### Data listing
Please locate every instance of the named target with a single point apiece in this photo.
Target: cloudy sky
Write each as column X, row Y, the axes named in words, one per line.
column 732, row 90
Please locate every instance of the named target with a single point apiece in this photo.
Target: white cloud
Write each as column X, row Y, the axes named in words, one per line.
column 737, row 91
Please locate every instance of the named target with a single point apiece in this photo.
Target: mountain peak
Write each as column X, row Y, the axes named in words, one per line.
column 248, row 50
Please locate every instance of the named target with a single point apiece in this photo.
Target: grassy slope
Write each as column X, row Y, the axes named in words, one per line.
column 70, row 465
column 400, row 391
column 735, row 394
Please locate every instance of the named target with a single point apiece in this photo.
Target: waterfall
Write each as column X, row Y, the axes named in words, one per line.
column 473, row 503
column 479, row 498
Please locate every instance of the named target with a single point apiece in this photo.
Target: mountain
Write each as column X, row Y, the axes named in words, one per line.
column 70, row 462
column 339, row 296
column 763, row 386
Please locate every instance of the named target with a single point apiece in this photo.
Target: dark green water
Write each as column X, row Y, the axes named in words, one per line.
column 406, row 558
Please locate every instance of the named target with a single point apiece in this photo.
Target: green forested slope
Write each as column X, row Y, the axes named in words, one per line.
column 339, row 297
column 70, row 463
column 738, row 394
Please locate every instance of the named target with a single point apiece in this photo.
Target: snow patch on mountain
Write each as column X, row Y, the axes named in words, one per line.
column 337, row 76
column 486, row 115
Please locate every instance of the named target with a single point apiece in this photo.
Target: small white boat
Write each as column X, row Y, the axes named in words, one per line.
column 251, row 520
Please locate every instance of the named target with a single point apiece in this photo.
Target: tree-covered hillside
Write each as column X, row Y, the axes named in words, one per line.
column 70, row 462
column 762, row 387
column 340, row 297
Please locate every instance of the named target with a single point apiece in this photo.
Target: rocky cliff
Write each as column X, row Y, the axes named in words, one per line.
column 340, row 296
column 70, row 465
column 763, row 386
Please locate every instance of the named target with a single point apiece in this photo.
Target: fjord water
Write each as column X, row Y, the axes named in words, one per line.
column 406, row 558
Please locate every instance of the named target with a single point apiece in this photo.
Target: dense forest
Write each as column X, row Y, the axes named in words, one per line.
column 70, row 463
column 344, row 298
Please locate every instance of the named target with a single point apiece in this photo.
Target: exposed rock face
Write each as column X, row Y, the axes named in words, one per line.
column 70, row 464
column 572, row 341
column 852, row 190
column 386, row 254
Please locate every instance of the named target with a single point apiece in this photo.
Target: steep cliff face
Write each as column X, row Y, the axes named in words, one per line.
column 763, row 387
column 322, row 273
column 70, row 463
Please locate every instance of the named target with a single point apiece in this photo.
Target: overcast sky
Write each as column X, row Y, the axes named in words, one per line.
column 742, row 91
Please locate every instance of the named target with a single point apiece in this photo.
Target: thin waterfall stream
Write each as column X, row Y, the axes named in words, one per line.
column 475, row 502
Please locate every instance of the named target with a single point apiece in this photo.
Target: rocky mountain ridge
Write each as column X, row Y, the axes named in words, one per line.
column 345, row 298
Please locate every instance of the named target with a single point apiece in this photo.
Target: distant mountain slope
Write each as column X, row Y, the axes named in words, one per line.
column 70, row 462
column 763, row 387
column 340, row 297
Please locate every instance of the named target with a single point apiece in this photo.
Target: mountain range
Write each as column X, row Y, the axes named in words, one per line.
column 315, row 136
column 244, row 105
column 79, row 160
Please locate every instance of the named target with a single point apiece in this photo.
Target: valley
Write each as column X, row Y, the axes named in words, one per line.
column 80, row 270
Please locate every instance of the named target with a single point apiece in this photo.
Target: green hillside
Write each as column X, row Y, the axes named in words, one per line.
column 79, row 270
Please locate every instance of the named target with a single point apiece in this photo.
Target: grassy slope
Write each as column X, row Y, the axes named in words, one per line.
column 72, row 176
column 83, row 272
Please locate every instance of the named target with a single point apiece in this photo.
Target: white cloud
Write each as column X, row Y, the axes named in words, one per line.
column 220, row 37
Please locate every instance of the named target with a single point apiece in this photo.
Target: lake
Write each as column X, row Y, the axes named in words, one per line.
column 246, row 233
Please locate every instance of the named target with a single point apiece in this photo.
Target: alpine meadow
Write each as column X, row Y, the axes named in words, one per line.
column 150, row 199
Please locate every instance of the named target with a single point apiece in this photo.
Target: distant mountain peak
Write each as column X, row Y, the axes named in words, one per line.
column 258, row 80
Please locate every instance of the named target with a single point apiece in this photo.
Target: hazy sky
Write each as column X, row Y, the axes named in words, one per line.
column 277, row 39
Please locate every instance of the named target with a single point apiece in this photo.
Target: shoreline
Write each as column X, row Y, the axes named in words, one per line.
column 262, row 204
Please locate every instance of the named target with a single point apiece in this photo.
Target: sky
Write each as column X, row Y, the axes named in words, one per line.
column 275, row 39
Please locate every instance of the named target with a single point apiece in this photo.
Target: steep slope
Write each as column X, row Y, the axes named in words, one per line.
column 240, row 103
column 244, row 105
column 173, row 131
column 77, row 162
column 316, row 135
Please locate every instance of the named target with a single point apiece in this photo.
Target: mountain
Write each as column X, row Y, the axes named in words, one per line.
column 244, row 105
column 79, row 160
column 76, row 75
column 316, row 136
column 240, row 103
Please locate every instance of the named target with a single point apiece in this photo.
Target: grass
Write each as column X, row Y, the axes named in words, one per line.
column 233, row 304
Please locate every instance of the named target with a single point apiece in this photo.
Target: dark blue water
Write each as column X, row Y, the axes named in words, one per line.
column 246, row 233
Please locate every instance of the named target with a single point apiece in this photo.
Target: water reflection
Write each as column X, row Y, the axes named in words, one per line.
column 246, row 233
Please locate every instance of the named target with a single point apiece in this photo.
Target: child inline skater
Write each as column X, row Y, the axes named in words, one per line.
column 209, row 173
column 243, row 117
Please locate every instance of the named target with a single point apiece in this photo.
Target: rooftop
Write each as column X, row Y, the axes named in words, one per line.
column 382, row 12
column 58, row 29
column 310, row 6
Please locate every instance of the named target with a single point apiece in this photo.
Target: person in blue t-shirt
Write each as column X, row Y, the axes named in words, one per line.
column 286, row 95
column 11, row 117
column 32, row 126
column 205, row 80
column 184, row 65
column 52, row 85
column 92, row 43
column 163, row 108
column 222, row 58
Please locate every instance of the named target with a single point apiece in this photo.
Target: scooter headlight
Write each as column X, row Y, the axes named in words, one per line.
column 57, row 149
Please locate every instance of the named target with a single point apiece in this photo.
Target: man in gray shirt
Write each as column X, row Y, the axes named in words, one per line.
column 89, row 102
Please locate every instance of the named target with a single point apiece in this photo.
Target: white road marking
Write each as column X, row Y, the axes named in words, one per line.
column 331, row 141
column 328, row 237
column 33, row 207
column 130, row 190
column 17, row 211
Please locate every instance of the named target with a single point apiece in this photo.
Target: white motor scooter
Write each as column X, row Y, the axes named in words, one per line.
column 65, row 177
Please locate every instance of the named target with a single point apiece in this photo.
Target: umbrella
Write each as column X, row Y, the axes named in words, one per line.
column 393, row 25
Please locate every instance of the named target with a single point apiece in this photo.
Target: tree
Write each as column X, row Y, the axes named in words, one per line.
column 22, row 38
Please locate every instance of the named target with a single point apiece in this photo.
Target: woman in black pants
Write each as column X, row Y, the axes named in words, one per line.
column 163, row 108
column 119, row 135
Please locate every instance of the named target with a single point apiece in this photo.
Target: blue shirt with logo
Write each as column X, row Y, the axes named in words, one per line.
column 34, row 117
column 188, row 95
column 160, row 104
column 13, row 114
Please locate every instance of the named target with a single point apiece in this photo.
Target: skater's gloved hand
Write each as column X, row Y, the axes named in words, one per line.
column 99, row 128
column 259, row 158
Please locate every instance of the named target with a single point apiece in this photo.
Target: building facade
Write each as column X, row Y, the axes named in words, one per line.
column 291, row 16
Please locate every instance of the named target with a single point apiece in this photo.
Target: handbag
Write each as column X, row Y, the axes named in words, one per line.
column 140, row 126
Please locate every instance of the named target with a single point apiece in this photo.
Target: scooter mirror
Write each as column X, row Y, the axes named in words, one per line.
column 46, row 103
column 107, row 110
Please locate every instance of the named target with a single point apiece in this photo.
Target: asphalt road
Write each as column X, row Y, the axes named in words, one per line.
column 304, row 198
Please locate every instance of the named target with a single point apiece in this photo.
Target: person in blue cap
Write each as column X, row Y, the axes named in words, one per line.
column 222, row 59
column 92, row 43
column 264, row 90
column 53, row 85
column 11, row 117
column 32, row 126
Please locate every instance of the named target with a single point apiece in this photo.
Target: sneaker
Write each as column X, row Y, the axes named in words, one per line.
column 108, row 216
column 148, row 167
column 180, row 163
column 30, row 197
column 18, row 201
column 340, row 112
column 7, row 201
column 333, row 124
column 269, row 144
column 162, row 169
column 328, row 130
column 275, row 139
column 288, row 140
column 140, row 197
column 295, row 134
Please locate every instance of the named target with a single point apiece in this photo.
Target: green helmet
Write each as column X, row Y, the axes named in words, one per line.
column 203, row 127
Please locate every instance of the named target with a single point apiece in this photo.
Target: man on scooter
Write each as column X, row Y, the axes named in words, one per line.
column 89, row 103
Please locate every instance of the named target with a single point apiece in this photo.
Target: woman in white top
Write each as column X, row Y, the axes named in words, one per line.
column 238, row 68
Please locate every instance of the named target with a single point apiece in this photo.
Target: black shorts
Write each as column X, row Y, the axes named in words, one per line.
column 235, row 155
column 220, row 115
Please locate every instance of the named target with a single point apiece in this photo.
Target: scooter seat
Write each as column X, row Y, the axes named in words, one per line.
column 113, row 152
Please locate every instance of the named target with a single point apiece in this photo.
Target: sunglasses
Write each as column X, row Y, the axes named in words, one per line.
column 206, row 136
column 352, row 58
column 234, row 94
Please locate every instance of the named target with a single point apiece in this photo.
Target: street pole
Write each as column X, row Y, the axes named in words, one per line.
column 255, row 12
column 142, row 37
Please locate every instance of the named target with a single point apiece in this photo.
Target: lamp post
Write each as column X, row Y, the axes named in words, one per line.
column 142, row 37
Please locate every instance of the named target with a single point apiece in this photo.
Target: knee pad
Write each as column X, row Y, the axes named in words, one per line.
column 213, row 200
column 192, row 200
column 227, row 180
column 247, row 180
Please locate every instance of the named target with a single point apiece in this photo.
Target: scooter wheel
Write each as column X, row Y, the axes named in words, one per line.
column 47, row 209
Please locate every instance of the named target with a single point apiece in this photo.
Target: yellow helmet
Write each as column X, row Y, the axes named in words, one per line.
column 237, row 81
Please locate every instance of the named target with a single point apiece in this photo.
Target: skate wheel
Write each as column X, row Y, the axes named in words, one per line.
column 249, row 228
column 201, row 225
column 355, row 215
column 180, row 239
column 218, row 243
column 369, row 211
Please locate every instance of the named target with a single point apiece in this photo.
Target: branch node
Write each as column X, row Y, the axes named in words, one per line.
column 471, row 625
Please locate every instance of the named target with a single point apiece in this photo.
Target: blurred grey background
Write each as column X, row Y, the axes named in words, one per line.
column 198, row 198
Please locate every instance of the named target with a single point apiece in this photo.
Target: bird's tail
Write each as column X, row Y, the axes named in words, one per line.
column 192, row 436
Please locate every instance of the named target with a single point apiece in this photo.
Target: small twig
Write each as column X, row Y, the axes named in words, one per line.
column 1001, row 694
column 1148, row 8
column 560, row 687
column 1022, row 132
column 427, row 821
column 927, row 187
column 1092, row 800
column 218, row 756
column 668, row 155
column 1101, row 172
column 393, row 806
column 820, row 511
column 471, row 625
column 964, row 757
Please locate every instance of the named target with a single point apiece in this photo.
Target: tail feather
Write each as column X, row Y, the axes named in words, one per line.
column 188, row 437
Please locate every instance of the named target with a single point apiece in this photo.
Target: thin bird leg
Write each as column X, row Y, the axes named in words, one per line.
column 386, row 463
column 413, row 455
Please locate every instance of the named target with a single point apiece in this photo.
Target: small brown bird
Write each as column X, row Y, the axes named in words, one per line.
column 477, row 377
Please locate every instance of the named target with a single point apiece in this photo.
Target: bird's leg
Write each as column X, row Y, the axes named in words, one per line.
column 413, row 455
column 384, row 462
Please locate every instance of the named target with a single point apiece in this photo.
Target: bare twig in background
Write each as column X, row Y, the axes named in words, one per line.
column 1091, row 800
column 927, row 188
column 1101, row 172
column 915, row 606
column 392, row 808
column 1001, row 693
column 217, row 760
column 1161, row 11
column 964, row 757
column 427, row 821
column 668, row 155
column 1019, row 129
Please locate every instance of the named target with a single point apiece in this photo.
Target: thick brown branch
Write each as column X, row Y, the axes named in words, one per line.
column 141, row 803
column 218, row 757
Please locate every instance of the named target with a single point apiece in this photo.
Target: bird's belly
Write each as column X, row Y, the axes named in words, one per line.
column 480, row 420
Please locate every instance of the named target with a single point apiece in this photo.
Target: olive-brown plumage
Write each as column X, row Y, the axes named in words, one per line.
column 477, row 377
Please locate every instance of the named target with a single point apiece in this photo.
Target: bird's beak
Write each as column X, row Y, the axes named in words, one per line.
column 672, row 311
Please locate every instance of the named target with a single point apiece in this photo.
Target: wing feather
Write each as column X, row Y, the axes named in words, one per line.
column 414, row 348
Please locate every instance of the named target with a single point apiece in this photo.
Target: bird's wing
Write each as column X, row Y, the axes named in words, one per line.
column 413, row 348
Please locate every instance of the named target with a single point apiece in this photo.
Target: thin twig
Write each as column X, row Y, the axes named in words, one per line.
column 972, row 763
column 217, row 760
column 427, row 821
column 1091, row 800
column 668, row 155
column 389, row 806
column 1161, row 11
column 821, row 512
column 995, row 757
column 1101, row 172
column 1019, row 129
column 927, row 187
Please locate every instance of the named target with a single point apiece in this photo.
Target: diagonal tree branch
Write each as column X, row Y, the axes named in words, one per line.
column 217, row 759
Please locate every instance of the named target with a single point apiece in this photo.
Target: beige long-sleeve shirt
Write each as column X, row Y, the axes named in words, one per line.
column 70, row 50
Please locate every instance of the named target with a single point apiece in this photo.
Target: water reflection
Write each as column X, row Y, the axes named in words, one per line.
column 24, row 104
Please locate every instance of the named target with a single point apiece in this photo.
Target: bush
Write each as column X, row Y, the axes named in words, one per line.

### Description of the task
Put the lines of the data above into a numbered list, starting with the first line and going on through the line that contains "column 737, row 91". Leave out any blank lines.

### Worked solution
1. Please locate every instance of the named target with a single point apiece in this photo.
2. Target: cloudy sky
3. Write each as column X, row Y, the axes named in words, one per line.
4. column 732, row 90
5. Please locate every instance of the named target with a single point apiece in this photo.
6. Target: white cloud
7. Write each as column X, row Y, the axes named in words, one per line.
8. column 737, row 91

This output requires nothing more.